═════ TEXTO FORNECIDO

Ela não é muito versada nas idiossincrasias nacionais e diz, com uma ponta de ironia, que talvez os brasileiros que conhece sejam tão dedicados aos amigos porque têm um exército de empregadas, babás e faxineiras para executar suas tarefas domésticas. Portanto, dispõem de mais tempo para os outros.

Tentando em vão explicar os Brasis para os gringos, navego sempre por uma baía minada com enormes clichês e contradições. Dei de presente para ela uma cópia do "Roots of Brazil" ("Raízes do Brasil", traduzido em inglês) do Sérgio Buarque de Holanda (1902-1982). Não sei se o historiador, que publicou o livro em 1936, concordaria com a sua explicação (meio irritante) para a tão frequentemente proclamada cordialidade do brasileiro (essa muito irritante). Ao terminar de ler o livro, ela me pergunta: "Povo cordial e mais de 60 mil mortes violentas só no ano passado?"

Todo casamento tem seus temas recorrentes, os "leitmotifs" da relação que resistem à passagem do tempo, aquele papo que você já ouviu mil vezes mas, por amor, finge que é a primeira vez. Há anos ela me ouve dizer que nosso racismo é diferente do racismo europeu e norte-americano, que a nossa segregação é muito mais socioeconômico-cultural do que propriamente racial.

Mas o que dizer quando vamos numa festa de casamento enorme e cafona no Buffet França e ela me faz notar que os únicos negros no local são dois garçons e os dez membros de um grupo de percussão tipo Olodum que veio animar a festa -e que nenhum dos convidados é capaz de sambar decentemente?

══════════
═════ DADOS

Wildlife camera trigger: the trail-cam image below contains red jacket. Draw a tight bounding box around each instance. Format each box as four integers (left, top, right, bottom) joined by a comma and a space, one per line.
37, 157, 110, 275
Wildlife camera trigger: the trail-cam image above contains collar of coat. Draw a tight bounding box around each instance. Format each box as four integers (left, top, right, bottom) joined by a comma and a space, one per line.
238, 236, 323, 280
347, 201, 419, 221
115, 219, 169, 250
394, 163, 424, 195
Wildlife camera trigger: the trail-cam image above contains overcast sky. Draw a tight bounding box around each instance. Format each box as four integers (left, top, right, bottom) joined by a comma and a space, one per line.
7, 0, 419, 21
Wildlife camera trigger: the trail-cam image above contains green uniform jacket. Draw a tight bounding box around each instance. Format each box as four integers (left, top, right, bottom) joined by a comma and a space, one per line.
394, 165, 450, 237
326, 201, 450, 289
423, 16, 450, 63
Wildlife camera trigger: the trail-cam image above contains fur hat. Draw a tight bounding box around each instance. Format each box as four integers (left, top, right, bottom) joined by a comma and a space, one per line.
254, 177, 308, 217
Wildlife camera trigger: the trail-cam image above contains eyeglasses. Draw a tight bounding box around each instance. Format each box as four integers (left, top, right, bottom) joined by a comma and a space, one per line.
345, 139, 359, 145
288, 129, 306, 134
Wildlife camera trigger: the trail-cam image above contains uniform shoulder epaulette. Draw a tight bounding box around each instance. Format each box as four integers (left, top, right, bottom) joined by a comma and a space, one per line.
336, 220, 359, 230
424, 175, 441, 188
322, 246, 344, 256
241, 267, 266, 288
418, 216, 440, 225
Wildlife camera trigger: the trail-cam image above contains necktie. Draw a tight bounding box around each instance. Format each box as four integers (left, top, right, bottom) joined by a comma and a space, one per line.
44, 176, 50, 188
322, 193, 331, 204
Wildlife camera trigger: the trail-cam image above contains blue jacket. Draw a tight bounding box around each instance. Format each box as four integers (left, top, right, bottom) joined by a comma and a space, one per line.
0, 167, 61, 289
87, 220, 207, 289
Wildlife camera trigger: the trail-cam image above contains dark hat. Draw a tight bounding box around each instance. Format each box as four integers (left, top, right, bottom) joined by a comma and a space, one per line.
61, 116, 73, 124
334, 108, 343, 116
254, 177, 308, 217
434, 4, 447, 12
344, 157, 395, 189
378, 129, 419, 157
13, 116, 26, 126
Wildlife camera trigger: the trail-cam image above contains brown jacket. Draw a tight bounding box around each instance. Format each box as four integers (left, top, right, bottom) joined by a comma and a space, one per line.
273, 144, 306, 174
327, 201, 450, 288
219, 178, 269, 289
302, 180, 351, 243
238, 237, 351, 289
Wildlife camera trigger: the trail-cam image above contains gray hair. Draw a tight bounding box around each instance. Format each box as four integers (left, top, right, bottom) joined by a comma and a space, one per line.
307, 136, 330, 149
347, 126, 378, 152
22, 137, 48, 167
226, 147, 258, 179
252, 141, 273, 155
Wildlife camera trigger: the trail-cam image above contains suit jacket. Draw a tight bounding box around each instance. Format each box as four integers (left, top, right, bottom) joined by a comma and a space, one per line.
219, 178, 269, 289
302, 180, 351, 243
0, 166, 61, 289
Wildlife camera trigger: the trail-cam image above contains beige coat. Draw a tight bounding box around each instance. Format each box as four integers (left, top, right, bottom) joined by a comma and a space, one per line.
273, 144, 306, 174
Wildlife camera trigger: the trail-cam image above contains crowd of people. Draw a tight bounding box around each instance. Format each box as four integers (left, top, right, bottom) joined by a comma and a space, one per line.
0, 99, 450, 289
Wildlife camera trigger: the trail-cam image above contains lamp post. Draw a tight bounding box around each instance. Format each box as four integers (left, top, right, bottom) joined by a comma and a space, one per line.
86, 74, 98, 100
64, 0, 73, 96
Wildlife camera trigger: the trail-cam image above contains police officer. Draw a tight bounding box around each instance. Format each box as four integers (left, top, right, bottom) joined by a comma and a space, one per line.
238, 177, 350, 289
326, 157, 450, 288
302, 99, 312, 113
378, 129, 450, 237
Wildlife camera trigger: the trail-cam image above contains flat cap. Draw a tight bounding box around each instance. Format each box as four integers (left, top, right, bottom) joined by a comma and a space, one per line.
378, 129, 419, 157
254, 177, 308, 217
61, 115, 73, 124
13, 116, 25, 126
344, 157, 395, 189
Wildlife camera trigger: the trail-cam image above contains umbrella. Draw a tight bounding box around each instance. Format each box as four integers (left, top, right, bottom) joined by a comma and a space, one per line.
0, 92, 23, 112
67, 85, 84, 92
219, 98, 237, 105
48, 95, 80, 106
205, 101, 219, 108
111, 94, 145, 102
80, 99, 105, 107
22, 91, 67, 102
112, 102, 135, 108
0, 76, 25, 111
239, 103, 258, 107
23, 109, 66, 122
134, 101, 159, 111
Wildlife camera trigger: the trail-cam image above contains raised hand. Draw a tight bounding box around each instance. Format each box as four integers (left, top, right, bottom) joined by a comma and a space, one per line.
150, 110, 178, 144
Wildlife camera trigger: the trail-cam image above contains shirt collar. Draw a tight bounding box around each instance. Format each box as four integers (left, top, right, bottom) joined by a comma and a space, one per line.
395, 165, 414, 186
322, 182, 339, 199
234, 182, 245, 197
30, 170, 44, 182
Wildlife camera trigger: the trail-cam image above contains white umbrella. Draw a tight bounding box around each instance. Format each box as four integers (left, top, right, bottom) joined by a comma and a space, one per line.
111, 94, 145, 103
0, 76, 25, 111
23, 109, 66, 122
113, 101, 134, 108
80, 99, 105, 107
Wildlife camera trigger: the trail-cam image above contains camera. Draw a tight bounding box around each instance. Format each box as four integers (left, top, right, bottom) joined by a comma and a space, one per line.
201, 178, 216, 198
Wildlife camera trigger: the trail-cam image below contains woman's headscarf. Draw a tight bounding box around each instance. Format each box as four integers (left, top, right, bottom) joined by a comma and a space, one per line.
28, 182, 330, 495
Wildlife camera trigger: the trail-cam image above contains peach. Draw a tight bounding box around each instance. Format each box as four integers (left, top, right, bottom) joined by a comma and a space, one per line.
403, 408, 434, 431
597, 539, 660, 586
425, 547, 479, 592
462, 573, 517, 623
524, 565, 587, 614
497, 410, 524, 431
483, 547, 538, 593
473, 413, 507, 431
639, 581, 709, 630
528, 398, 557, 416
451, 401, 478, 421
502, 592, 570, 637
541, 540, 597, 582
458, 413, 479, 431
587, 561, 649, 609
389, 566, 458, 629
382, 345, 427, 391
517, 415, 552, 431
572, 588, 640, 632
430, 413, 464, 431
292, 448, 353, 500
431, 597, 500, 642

══════════

▶ _DETALHES DA TAREFA_: Dê continuidade ao texto sobre as tentativas de explicar o Brasil a estrangeiros, começando logo após a última frase apresentada.

▶ _RESULTADO DO EXERCÍCIO_:
A provocação é uma forma de carinho. Ela sabe que desisti há muito tempo de tentar me relacionar com amigos ingleses com a mesma intensidade de afeto que tenho com amigos brasileiros. Porque por aqui não existem amizades assim -com ou sem servos da gleba.

Durante o verão, nos poucos dias ensolarados, todo mundo em Londres fica mais afável. Amigos reaparecem e se convidam para festas no jardim, vizinhos que normalmente passam reto se cumprimentam sorridentes e no trânsito até te deixam mudar de faixa sem buzinar.

Mas neste verão do Brexit paira sobre a cidade um palpável pressentimento negativo e cinzento. Somos partículas infelizes da onda de auto-obsessão e egoísmo que pode nos levar a uma tragédia.

A quantidade média de carinho nas relações não pode ser medida e transformada em padrão comparativo. Uma pena. Se fosse, poderia fazer parte do IDH (Índice de Desenvolvimento Humano), para benefício do status internacional e da autoestima do Brasil, que anda tão por baixo.